---------- Supplied data
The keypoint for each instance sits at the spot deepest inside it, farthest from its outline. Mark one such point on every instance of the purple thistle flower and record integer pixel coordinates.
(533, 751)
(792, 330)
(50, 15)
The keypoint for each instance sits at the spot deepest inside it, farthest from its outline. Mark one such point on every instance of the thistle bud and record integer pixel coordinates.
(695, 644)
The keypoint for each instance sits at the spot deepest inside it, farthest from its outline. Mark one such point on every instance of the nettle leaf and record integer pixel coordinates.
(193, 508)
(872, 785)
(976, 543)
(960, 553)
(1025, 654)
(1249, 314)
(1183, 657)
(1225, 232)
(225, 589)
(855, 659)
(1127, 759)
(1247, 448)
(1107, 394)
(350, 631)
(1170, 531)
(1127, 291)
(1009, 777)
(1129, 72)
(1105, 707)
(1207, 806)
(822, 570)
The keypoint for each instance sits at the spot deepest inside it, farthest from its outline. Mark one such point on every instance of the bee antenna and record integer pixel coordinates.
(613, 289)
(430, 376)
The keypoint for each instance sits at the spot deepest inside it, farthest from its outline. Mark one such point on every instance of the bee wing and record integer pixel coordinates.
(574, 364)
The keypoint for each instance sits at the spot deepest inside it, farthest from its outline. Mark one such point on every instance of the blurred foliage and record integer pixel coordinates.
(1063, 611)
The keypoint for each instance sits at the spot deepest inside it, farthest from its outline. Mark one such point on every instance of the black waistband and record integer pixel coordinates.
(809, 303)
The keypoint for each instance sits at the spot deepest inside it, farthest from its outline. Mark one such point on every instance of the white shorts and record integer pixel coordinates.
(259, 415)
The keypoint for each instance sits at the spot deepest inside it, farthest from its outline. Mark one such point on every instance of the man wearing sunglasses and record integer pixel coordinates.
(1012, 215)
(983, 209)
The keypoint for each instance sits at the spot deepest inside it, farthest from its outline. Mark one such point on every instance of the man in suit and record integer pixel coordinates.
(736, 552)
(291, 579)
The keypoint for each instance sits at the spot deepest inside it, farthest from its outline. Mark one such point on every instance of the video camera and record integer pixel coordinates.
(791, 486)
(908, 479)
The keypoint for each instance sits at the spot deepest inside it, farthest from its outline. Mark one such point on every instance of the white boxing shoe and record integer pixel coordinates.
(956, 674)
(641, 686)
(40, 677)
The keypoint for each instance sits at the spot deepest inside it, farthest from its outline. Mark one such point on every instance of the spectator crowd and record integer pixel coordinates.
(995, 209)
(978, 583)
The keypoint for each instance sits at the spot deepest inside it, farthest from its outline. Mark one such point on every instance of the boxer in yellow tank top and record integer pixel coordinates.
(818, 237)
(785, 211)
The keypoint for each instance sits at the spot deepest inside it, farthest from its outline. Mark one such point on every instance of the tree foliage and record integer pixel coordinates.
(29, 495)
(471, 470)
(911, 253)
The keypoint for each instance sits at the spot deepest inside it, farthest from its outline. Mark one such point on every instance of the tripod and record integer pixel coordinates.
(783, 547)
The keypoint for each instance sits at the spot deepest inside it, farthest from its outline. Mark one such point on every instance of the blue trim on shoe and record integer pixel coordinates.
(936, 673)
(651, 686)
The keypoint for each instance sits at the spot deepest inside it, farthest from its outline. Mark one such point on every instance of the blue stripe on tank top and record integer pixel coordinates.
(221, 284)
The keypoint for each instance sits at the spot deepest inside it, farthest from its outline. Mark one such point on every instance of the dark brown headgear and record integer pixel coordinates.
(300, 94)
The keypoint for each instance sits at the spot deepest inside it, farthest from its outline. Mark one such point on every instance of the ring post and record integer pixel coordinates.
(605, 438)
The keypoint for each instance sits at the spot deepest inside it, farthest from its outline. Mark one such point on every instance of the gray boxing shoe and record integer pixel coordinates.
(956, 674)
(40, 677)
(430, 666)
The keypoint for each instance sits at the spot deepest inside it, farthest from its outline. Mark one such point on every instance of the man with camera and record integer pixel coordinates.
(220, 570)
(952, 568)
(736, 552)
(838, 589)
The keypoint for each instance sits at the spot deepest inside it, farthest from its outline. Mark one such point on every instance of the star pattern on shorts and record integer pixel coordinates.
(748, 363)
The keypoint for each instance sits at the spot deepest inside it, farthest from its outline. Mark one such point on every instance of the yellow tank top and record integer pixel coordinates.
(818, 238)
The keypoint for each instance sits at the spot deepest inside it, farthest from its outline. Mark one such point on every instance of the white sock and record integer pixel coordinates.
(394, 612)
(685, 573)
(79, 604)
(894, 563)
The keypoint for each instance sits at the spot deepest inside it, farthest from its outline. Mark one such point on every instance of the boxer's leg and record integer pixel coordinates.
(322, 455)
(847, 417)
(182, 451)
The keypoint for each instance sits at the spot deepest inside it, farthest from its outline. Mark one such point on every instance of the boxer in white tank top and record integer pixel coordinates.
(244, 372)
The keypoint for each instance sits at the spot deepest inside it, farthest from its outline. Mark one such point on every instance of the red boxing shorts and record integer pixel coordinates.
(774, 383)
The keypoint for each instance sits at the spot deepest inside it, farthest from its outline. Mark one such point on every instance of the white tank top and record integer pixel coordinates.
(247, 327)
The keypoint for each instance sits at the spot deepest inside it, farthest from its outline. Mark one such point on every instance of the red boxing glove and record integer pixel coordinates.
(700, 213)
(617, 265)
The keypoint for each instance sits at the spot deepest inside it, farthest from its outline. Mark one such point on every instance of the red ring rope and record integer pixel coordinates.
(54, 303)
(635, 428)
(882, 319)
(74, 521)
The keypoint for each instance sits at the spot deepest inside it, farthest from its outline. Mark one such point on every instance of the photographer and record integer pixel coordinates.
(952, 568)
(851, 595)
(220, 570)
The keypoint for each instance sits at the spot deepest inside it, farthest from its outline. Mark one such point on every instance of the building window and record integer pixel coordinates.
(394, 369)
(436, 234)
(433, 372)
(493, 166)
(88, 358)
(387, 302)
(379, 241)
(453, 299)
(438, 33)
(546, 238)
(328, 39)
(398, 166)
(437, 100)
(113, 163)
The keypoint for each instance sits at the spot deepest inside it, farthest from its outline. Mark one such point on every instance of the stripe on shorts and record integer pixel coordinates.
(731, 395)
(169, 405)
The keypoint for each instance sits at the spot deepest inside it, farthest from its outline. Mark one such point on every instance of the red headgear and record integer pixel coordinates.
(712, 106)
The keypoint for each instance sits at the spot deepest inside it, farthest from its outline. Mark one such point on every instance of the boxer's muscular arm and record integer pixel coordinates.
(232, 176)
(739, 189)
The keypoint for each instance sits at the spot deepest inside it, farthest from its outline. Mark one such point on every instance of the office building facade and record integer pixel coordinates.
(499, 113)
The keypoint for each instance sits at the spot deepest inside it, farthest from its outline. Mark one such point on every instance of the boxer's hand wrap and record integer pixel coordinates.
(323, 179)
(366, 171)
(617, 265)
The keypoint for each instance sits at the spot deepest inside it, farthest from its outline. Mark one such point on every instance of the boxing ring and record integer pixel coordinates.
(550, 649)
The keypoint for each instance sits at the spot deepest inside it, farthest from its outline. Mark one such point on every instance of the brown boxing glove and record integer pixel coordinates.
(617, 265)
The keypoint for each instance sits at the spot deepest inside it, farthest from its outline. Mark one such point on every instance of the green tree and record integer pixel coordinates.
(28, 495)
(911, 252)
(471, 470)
--------------------
Exercise - Extract every entry above as it appears.

Written reply -
The keypoint for each instance sits at the spot deepest inside it, farthest from its outline. Mark one such point on every instance of the purple thistle flower and record integer pixel coordinates.
(533, 751)
(792, 330)
(50, 15)
The keypoint for each instance sits at the spot deepest inside it, farthest from its outline. Mark one such point on every instance of the thistle bud and record integer pixel coordinates.
(695, 644)
The keypoint for each instance sits at the spot deepest inside it, farthest from its outline. Mark one such point on every instance of the nettle leaf and record integer pixel coordinates.
(193, 508)
(872, 785)
(976, 543)
(960, 553)
(1025, 654)
(1249, 314)
(1183, 657)
(1225, 232)
(225, 589)
(855, 659)
(1127, 759)
(1247, 448)
(1107, 394)
(350, 631)
(1170, 531)
(1127, 291)
(1009, 777)
(1129, 72)
(1105, 707)
(1207, 806)
(822, 570)
The keypoint for each instance sits at the spot deepest inside it, farthest from its outline. Mark one such point on every instance of the bee antenna and record integer pixel coordinates.
(613, 289)
(430, 376)
The keypoint for each instance sits at the spot deepest inside it, farthest from its outline. Mark one such point on every instance of the bee wing and record integer pixel coordinates.
(574, 364)
The keypoint for each instance sits at the spot deepest inside it, farthest from its outline. Mark one such point on every instance of the blurred foliage and record integer pixel coordinates.
(1063, 611)
The keypoint for each instance sits at the spot deepest inside it, farthest from its outline. Mark one such point on every instance of the black waistband and record integer pixel coordinates.
(809, 303)
The keypoint for each instance sits at the spot deepest inside it, farthest from its outline. Mark one such point on every instance of the white shorts and record integer pixel coordinates.
(259, 415)
The keypoint for each instance sits at the spot deepest inside it, farthest from its outline. Mark one such point on every instance of the man wearing sunglasses and record integer pixel coordinates.
(1012, 215)
(983, 209)
The keypoint for each instance sits at the spot deepest inside it, farthest from its outline. Mark one such point on every instance of the man in suit and record integer pixel coordinates.
(736, 552)
(291, 579)
The keypoint for each instance sits at the spot deepest inside it, farthest from its outline. Mark one such point on every instance of the video camera and record integer pixel coordinates.
(791, 486)
(908, 479)
The keypoint for each instance sits at the spot deepest inside it, farthest from its outline. Mark one such point on every instance of the white boxing shoe and record integer pixel coordinates.
(956, 674)
(641, 686)
(40, 677)
The keypoint for each instance sits at the spot deepest inside it, farthest from its outline. Mark one such point on every instance of the spectator crowd and record integer pixel coordinates.
(995, 209)
(978, 583)
The keypoint for each instance sits at the spot deepest inside it, farthest from its outline. Mark one such point on every instance of the boxer in yellow tank top and record integer pixel coordinates.
(818, 237)
(785, 211)
The keypoint for each instance sits at the spot deepest inside it, farthest from its outline. Mark one such point on every instance of the tree foliage and record integer pixel coordinates.
(29, 495)
(471, 470)
(911, 253)
The keypoint for each instance sits at the spot deepest inside it, farthest from its outline. Mark one such point on every instance of the tripod and record integer pixel coordinates.
(783, 547)
The keypoint for each instance sits at the spot deepest inside it, farthest from its outline. Mark one such point on every instance of the blue trim on shoe and record integer pixel coordinates.
(936, 673)
(651, 686)
The keypoint for each instance sits at the spot deepest inside it, farthest from its outline. Mark one such point on every instance of the blue stripe on tank top and record integer pixel coordinates.
(221, 284)
The keypoint for each instance sits at the spot deepest inside it, farthest from its outline. Mark one such point on every instance of the dark brown headgear and record integer pixel coordinates.
(300, 94)
The keypoint for each instance sits at the spot deepest inside it, farthest from its outline. Mark one such point on every instance of the ring post and record integer pixel coordinates.
(605, 438)
The keypoint for each instance sits at the spot deepest inside it, farthest from its outline. Mark one such point on every instance of the gray boxing shoe and record integer pixel coordinates.
(956, 674)
(40, 677)
(430, 666)
The keypoint for each instance sits at the spot deepest inside it, farthest from its outline. Mark one such point on every instance of the man with camera and record integer pixel coordinates.
(220, 570)
(952, 568)
(736, 552)
(838, 589)
The keypoint for each instance sits at the spot deepest inside it, farthest from its outline. Mark one such point on every instance of the star pattern on shorts and record integer pixel coordinates.
(748, 363)
The keypoint for each instance sits at the spot deepest inside it, farthest from its outline. Mark one such point on every instance of the yellow tank top and record integer pixel coordinates.
(818, 238)
The keypoint for each instance sits at the spot deepest inside it, farthest from its outline. Mark one such point on every instance of the white sock and record integer pixel coordinates.
(394, 612)
(685, 573)
(79, 604)
(894, 563)
The keypoint for each instance sits at the spot deepest inside it, farthest from its outline. Mark one such point on every instance of the boxer's leg and record integer pixel coordinates.
(322, 455)
(847, 417)
(182, 451)
The keypoint for each instance sits at the spot deepest inside it, farthest from its outline. Mark one such point on every instance of the boxer in white tank top and record integer pixel coordinates.
(244, 372)
The keypoint for each instance sits at the spot deepest inside it, farthest from its outline. Mark one such point on every instance of the red boxing shorts and record integer pixel coordinates.
(774, 383)
The keypoint for each instance sits at the spot deepest inside it, farthest from its outline. Mark one such point on every instance of the white tank top and record integer pixel coordinates.
(247, 327)
The keypoint for each instance sits at the spot deepest inside it, farthest from its outline. Mark one such point on every instance of the red boxing glove and record integer pixel coordinates.
(700, 213)
(617, 265)
The keypoint for each instance sits at the spot deepest inside it, farthest from its outline. Mark one such point on every instance of the red ring rope and record integer pixel coordinates.
(54, 303)
(635, 428)
(882, 319)
(74, 521)
The keypoint for each instance sits at the spot deepest inside it, farthest from its outline. Mark one such point on every instance of the photographer and record integer pixel coordinates.
(952, 568)
(851, 595)
(220, 570)
The keypoint for each instance sits at the spot deepest inside it, farthest from its outline. Mark one such point on every instance of the building window and record integer pixel coordinates.
(394, 369)
(436, 234)
(433, 372)
(493, 166)
(88, 358)
(387, 302)
(379, 241)
(453, 299)
(438, 33)
(546, 238)
(328, 39)
(398, 166)
(437, 100)
(113, 163)
The keypoint for each instance sits at the spot deepest inside it, farthest from its outline. Mark one such point on every instance of the stripe on shorts and record integer pixel coordinates.
(731, 395)
(169, 405)
The keypoint for each instance sits at the spot deepest inside it, farthest from its outline. Mark one such point on every instance of the red headgear and record integer pixel coordinates.
(712, 106)
The keypoint for each instance sits at the spot deepest inside it, farthest from its outline. Mark one such point on every instance of the boxer's muscular arm and record integer pixel coordinates.
(232, 176)
(739, 189)
The keypoint for each instance sits at the spot deepest inside it, farthest from its outline. Mark one such point on every instance of the office building facade and record integer pixel coordinates.
(499, 113)
The keypoint for each instance sits at the spot deepest inside it, farthest from its outline. Mark one such point on every instance of the boxer's hand wrap and record integer pixel coordinates.
(323, 179)
(366, 171)
(617, 265)
The keypoint for each instance sits at the spot deepest inside it, farthest from its outline. Mark one such point on every instance of the boxing ring and record integer pixel coordinates.
(550, 649)
The keypoint for each instance sits at the spot deepest inside it, farthest from its outline. Mark one such point on every instance of the brown boxing glove and record integer pixel coordinates.
(617, 265)
The keypoint for each instance sits at the spot deepest inside it, farthest from its outline. Mark one such point on every instance of the green tree and record integer pixel coordinates.
(28, 495)
(911, 252)
(471, 470)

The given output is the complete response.